• _The request_: Transcribe the entries that follow, word for word.
## start
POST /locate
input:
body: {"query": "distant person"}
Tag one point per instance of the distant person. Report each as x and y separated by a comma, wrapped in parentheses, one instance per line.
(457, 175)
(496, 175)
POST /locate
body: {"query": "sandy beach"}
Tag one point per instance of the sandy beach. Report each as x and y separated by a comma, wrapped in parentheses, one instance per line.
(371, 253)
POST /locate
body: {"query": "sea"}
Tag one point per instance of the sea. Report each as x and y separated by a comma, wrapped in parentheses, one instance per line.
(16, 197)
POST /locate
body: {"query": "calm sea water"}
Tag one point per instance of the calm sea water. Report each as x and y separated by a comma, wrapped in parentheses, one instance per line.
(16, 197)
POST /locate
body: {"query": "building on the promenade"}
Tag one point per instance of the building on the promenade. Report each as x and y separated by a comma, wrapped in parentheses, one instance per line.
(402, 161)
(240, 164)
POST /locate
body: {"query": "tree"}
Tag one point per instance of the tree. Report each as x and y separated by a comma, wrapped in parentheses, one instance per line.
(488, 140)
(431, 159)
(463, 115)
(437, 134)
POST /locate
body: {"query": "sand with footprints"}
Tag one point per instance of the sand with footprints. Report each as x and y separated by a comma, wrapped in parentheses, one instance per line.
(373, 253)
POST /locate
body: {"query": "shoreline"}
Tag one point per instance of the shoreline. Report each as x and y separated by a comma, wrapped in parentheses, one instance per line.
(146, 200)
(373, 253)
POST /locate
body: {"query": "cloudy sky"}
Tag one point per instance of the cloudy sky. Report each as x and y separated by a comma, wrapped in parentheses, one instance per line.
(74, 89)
## end
• _Final result_:
POST /locate
input:
body: {"query": "distant person"}
Tag one point per instance of the distant person. Report each as x and y separated by a comma, wrapped in parentheses, one instance per line.
(457, 175)
(496, 175)
POST /locate
body: {"query": "sandy beach"}
Tag one point per instance of the sandy beach. Report each as x and y separated by a comma, wrapped in parentheses, one instance per line.
(371, 253)
POST /locate
body: {"query": "sea"}
Tag one point per instance of the sea. Report each as x and y separated by a comma, wrapped in parentheses, one instance per line.
(16, 197)
POST /locate
body: {"query": "calm sea water"}
Tag one point per instance of the calm sea water. Report each as x and y separated by a comma, wrapped in parentheses, one instance per line.
(16, 197)
POST /locate
body: {"query": "building on the promenade"}
Tag one point per instance of the building on the promenade. Report each as x and y separated by a comma, wrapped in parentheses, one instance per line.
(402, 161)
(240, 164)
POST /locate
body: {"query": "tree"}
Tag one point per instance of the tree. Report each as x and y separated by a comma, wrapped in parentheses, one instance per line.
(488, 140)
(431, 159)
(463, 115)
(437, 134)
POST /locate
body: {"query": "sand with footprints"}
Tag one point per instance of the sand with footprints. Report each as x and y separated by a comma, wrapped in parentheses, one instance per line.
(373, 253)
POST /locate
body: {"query": "shoreline"}
Tag one point per instance of the shoreline. Report each as x and y separated by a comma, wrapped in parentheses, one instance per line.
(146, 200)
(373, 253)
POST /locate
body: {"query": "cloudy sky"}
Tag one point per instance of the cloudy sky. Report each as x and y separated by a comma, wrapped in parentheses, one instance per line.
(74, 89)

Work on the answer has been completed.